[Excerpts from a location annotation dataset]

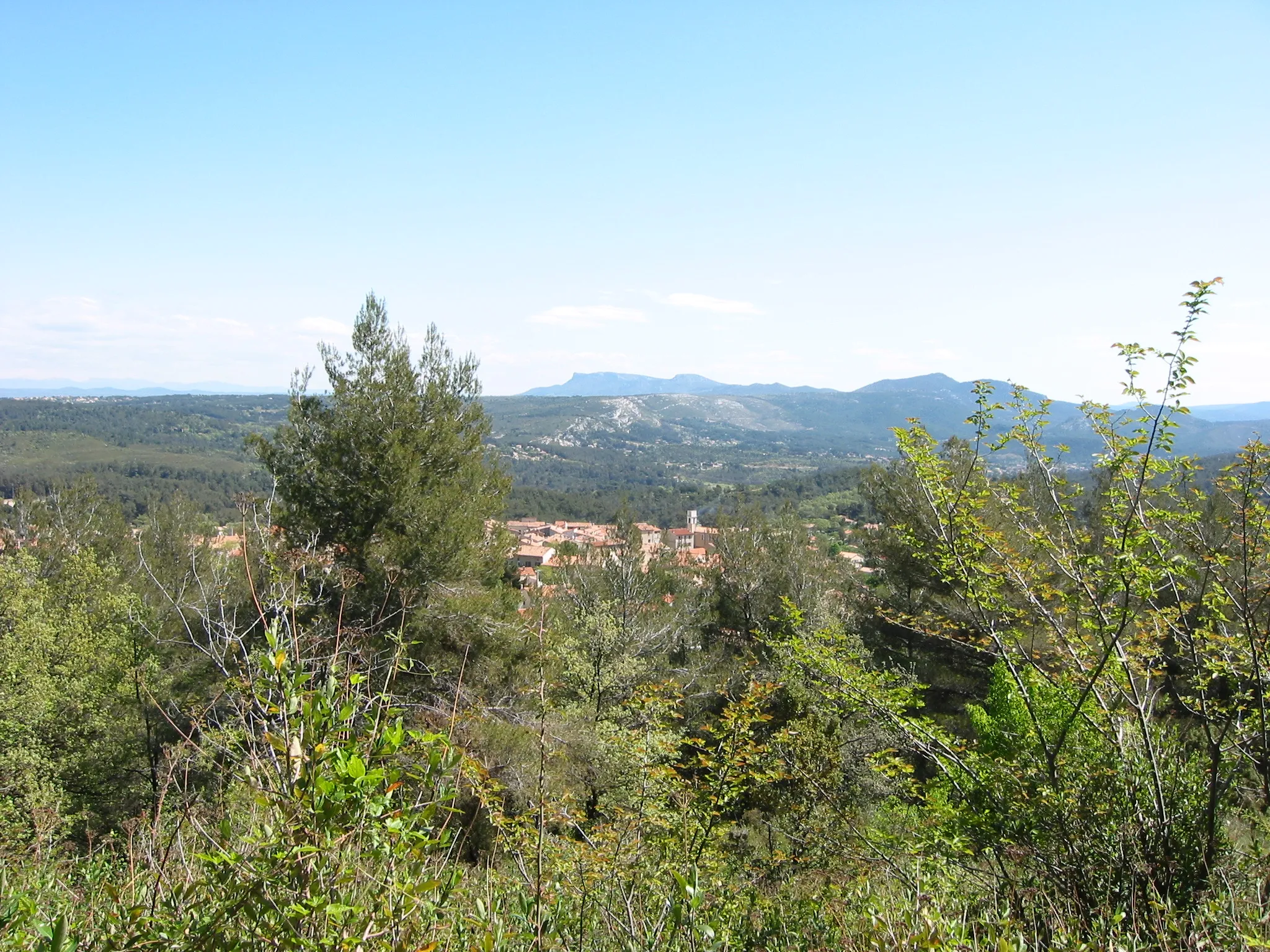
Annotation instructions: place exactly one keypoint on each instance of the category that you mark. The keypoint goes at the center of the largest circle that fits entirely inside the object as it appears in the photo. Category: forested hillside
(1028, 714)
(569, 457)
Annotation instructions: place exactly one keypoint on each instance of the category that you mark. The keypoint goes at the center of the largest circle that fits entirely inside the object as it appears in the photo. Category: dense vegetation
(1042, 723)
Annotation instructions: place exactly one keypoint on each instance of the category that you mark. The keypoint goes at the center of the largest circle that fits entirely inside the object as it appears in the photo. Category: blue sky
(813, 193)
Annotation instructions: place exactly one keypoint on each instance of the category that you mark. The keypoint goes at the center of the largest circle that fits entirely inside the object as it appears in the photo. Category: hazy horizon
(819, 195)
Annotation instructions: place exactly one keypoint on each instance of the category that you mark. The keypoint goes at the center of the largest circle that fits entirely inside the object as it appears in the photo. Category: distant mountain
(733, 436)
(121, 387)
(639, 385)
(1233, 413)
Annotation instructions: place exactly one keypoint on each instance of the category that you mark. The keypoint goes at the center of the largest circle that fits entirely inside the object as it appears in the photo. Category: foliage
(347, 729)
(390, 470)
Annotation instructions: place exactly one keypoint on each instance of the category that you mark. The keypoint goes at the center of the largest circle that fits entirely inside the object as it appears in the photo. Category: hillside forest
(310, 703)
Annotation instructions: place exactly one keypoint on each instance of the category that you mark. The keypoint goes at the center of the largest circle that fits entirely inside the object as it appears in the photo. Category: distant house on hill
(534, 557)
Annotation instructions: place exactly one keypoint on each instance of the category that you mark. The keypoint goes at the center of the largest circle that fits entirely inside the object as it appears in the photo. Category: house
(534, 557)
(649, 536)
(682, 540)
(705, 537)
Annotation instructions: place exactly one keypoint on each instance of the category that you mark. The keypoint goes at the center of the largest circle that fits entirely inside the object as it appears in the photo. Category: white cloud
(326, 325)
(587, 316)
(704, 302)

Exercise description >> Transcribe all of the entries above word for word, keeping every line in its original order, and leave the pictures out of your answer.

Response for this exercise >>
Annotation instructions: place exactly one keypoint on each instance of the category that you mark. The keypoint goes at the center of the largest circle that fits entirely inside the object as it appears in the photo. Category: forested hillside
(1028, 714)
(569, 457)
Annotation instructions: place exactly one keypoint on each instance of the category that you mark. The keypoint goes at the center of the largest circle that fits entirely inside the object as it appears in the photo. Category: dense vegetation
(1042, 723)
Annotation instructions: place exactly one keypoint on each instance of the category that you mark. The keypoint goes at the center of the largest circle that fits entirely inside the object as it appears in the photo. Category: blue sky
(813, 193)
Annotation instructions: place exactly one keypoint on each instance of the category that you mark. The keypoint goes at the center of the largest circle that fits entirely inside the object as it appears in the photo. Category: hazy horizon
(819, 195)
Annotation instructions: place exactly one keypoint on each instance of the category that you mark. The keypoint goes at the center of the largest circle that fits entirely inside the object as it appears in the photo. Category: distant mountain
(733, 436)
(121, 387)
(639, 385)
(1233, 413)
Annotation instructions: place exactly one keypoint on each instance of the category that you mark. The keypoint goes at the center of the largest circle that fits entirely inside the object as it appears in the photo. Category: foliage
(347, 729)
(390, 470)
Annotation instructions: place exactly one keypoint on each instance of the category that you mark. The keypoint goes at the center of the largest circle that fits entirely inside the object as it appears in the photo. Category: hillside forest
(310, 703)
Annotation instructions: place exactly one keypoint on each instance of the category that you mark. The keypoint goes at the center of the largest circle that fits entirely inside the object as it appears in the photo. Category: distant house on hill
(534, 557)
Annotation instructions: place exactly one keypoint on each instance of the category that you mark. The keypoint goes at the center of the largest circle that fits entirely inside the object as it appears in the photo. Category: house
(534, 557)
(649, 536)
(682, 540)
(705, 537)
Annotation instructions: place exactly one keypoint on each instance of the category that you mark. The keypoint goes at the center of the largest circle that fits entirely inside the object as it appears in the photo. Category: white cloud
(326, 325)
(587, 316)
(704, 302)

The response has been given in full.